Saved entries

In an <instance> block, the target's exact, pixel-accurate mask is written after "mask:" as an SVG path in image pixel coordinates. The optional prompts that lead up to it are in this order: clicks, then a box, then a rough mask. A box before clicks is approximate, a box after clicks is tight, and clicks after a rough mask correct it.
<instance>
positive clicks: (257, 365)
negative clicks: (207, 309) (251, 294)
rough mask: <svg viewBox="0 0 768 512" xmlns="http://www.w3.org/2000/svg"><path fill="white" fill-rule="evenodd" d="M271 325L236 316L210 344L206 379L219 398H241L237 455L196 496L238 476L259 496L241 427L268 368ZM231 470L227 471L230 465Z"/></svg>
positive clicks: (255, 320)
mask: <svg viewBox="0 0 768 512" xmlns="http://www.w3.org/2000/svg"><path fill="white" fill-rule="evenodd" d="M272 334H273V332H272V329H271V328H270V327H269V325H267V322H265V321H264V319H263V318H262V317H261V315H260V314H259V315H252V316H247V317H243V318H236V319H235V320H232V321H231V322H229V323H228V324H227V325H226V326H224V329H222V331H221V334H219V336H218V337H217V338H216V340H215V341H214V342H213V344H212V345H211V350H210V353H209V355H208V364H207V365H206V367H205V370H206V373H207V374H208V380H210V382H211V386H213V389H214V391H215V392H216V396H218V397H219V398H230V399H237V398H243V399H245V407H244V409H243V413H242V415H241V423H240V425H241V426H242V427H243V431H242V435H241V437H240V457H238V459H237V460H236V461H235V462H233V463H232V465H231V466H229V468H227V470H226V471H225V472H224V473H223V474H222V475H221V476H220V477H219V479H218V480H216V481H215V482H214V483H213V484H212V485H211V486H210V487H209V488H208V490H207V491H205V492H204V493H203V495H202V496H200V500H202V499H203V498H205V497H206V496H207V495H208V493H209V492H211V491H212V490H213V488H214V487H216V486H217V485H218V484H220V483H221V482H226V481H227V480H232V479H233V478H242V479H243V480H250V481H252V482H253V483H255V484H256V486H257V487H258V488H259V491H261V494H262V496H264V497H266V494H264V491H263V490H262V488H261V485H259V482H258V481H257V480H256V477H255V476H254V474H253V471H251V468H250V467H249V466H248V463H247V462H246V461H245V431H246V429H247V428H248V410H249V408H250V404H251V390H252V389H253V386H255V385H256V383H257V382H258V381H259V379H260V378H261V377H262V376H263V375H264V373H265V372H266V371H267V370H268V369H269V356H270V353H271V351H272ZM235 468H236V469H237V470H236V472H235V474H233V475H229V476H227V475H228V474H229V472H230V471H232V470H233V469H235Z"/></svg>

» WHAT YOU SHOULD DO
Copy the lines of the data above exactly as written, beginning with the line containing "negative clicks: (207, 309) (251, 294)" and ending with the line containing "rough mask: <svg", and leave out all other lines.

» RESULT OF THIS TASK
negative clicks: (207, 309) (251, 294)
rough mask: <svg viewBox="0 0 768 512" xmlns="http://www.w3.org/2000/svg"><path fill="white" fill-rule="evenodd" d="M271 325L236 316L210 344L206 379L219 398H241L237 455L196 496L238 476L259 496L241 427L268 368ZM231 470L227 471L230 465Z"/></svg>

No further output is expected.